Collected data entries:
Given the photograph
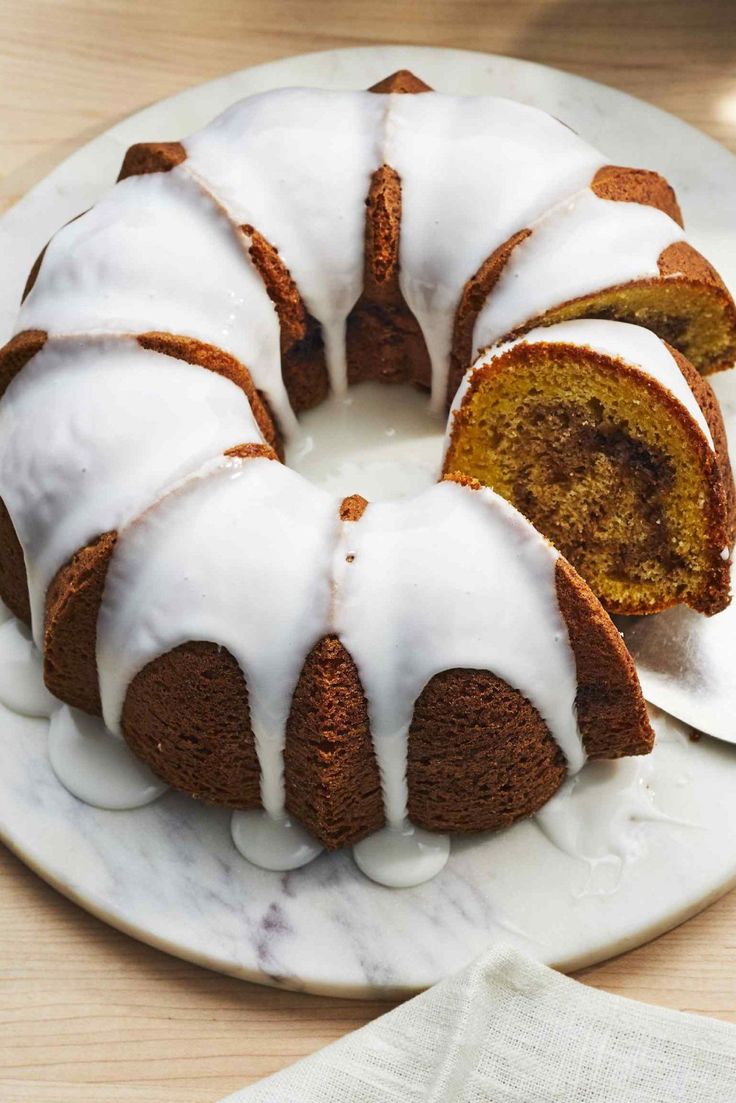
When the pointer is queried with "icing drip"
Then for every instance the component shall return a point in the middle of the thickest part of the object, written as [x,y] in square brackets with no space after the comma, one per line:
[397,587]
[91,434]
[255,579]
[598,816]
[635,345]
[297,164]
[415,600]
[456,156]
[21,674]
[97,767]
[158,254]
[584,245]
[273,843]
[402,857]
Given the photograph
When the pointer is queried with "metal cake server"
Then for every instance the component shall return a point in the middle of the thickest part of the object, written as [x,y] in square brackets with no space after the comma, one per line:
[686,665]
[686,662]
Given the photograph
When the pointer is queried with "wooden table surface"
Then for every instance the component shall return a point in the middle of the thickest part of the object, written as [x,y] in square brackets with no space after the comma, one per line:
[87,1014]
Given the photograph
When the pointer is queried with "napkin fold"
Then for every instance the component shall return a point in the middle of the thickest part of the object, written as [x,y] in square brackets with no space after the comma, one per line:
[510,1030]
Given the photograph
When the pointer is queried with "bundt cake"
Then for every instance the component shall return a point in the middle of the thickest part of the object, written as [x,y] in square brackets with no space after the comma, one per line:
[257,642]
[614,446]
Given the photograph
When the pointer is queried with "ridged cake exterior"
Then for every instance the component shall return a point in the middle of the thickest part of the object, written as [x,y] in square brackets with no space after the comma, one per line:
[304,241]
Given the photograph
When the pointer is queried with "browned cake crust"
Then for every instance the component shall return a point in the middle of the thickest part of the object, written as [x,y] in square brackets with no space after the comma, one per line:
[212,755]
[71,614]
[304,366]
[383,338]
[713,415]
[302,352]
[678,263]
[712,501]
[17,353]
[625,184]
[684,277]
[13,586]
[70,661]
[332,783]
[479,758]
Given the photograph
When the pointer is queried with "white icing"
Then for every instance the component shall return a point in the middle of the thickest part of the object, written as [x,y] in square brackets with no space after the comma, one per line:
[21,673]
[247,554]
[255,578]
[273,843]
[296,163]
[450,578]
[475,170]
[397,587]
[635,345]
[402,857]
[598,817]
[379,443]
[158,254]
[91,434]
[95,766]
[584,245]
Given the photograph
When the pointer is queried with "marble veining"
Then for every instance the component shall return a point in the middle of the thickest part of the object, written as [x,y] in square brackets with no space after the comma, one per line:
[169,873]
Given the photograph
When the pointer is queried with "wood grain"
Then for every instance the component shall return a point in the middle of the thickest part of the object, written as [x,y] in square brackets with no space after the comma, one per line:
[87,1014]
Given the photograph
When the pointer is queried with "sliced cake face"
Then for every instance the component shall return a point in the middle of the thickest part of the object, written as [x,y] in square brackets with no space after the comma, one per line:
[592,429]
[387,234]
[263,644]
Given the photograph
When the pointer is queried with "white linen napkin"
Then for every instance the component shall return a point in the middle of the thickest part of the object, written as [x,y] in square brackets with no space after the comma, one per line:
[510,1030]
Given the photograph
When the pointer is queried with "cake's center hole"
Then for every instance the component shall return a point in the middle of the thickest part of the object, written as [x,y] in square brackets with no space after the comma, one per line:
[379,440]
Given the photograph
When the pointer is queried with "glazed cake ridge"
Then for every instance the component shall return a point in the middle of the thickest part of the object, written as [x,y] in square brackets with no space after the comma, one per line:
[248,250]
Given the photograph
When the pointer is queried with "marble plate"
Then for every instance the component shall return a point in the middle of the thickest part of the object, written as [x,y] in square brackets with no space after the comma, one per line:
[620,856]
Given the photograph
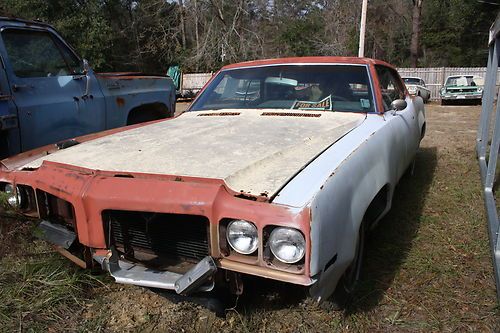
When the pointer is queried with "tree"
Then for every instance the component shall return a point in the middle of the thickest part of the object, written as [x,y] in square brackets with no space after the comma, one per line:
[415,34]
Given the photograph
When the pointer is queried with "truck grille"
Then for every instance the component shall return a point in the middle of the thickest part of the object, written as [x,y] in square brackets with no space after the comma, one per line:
[161,236]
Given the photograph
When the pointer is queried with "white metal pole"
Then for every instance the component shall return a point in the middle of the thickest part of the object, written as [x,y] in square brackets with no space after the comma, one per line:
[361,52]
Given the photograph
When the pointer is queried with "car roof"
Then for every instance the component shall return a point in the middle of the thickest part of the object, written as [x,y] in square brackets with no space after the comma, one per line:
[308,60]
[25,22]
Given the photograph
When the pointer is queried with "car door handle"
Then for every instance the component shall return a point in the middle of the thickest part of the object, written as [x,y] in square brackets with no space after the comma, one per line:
[17,87]
[114,86]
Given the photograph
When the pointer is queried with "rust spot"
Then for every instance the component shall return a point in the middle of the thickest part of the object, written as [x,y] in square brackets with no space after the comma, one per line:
[290,114]
[120,101]
[219,114]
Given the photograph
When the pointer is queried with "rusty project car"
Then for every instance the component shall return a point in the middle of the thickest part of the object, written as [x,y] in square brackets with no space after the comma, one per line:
[277,170]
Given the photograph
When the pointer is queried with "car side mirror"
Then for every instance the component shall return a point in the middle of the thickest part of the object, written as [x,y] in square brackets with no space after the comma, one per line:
[86,66]
[398,104]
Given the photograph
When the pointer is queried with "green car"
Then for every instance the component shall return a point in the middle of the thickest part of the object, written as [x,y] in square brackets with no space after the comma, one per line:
[466,88]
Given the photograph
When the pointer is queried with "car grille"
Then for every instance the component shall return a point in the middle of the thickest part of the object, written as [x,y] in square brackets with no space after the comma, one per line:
[164,236]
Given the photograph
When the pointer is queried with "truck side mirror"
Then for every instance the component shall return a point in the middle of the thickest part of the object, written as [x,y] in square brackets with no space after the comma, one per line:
[398,104]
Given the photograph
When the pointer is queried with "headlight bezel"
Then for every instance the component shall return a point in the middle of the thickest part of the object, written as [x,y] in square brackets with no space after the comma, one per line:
[287,235]
[19,197]
[251,227]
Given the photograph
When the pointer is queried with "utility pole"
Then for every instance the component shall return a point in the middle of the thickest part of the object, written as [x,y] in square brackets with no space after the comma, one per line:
[361,52]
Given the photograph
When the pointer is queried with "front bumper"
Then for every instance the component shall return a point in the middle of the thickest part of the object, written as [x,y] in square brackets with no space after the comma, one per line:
[462,97]
[198,278]
[88,194]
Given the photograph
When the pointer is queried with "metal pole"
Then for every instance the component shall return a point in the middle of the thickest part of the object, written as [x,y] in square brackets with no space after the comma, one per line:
[361,52]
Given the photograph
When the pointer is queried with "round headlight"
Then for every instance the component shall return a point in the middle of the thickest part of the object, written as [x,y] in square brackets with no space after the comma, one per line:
[288,245]
[13,196]
[242,236]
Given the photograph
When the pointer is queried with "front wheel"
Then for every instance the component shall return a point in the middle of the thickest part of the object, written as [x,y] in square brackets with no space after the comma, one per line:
[349,281]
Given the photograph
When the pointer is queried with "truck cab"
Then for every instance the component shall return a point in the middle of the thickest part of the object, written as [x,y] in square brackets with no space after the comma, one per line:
[49,94]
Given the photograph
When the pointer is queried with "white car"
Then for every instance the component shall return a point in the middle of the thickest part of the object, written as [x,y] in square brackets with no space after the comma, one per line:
[416,86]
[277,170]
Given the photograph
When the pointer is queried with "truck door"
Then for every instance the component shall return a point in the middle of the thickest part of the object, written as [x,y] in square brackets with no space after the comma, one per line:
[48,88]
[9,128]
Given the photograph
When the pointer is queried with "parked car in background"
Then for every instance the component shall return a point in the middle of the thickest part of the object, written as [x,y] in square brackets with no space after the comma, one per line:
[277,170]
[416,87]
[462,88]
[48,93]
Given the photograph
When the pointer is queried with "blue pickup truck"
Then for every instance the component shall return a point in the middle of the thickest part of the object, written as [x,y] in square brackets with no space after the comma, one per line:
[49,94]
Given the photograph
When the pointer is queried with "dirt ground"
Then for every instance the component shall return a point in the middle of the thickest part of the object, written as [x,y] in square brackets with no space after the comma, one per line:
[427,268]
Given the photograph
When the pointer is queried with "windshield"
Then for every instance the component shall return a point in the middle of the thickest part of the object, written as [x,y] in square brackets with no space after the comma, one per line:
[299,87]
[464,81]
[411,80]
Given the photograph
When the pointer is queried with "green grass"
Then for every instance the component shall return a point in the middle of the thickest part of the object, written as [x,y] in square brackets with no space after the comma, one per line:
[39,289]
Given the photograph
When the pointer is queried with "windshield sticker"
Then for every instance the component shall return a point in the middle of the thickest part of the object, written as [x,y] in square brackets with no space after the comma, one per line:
[323,105]
[365,104]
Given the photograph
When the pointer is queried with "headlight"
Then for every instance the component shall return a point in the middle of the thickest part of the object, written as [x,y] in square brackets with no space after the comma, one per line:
[242,236]
[13,196]
[288,245]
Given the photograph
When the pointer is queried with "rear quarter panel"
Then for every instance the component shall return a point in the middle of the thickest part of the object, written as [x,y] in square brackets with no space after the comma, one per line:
[340,184]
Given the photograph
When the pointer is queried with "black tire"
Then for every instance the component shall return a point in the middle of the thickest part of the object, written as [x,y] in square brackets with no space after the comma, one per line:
[349,280]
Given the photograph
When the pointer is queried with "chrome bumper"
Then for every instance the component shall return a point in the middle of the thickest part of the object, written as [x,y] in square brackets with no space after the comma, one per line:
[197,278]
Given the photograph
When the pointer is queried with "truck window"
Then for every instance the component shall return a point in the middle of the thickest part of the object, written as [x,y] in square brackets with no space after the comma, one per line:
[38,54]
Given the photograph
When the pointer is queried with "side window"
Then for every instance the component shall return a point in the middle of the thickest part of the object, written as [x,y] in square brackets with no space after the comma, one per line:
[38,54]
[390,86]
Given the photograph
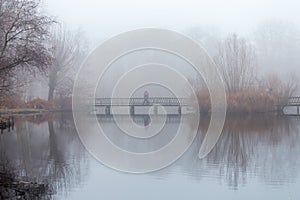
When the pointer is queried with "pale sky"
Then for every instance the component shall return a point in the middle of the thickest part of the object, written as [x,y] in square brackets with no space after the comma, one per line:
[102,19]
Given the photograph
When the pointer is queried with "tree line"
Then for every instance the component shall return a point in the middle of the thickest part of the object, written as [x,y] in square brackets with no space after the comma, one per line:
[34,45]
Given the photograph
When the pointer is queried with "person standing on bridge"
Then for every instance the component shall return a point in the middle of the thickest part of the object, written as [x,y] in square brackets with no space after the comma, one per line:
[146,97]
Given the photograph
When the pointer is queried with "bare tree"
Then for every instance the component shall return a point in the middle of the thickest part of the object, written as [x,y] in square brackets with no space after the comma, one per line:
[23,32]
[237,63]
[67,49]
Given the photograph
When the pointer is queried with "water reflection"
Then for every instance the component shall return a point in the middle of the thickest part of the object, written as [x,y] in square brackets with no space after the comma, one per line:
[264,147]
[45,149]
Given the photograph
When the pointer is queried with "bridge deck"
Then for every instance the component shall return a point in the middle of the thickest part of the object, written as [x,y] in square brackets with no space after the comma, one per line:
[163,101]
[291,101]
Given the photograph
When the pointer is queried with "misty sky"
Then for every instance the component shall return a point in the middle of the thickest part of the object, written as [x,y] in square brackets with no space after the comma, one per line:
[102,19]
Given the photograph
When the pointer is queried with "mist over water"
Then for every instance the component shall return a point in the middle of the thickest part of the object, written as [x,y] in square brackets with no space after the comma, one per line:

Task details
Which lines above contain "window"? Show each of them.

Written answer
When the pointer is queried with "truck window"
When the pointer is queried with "side window"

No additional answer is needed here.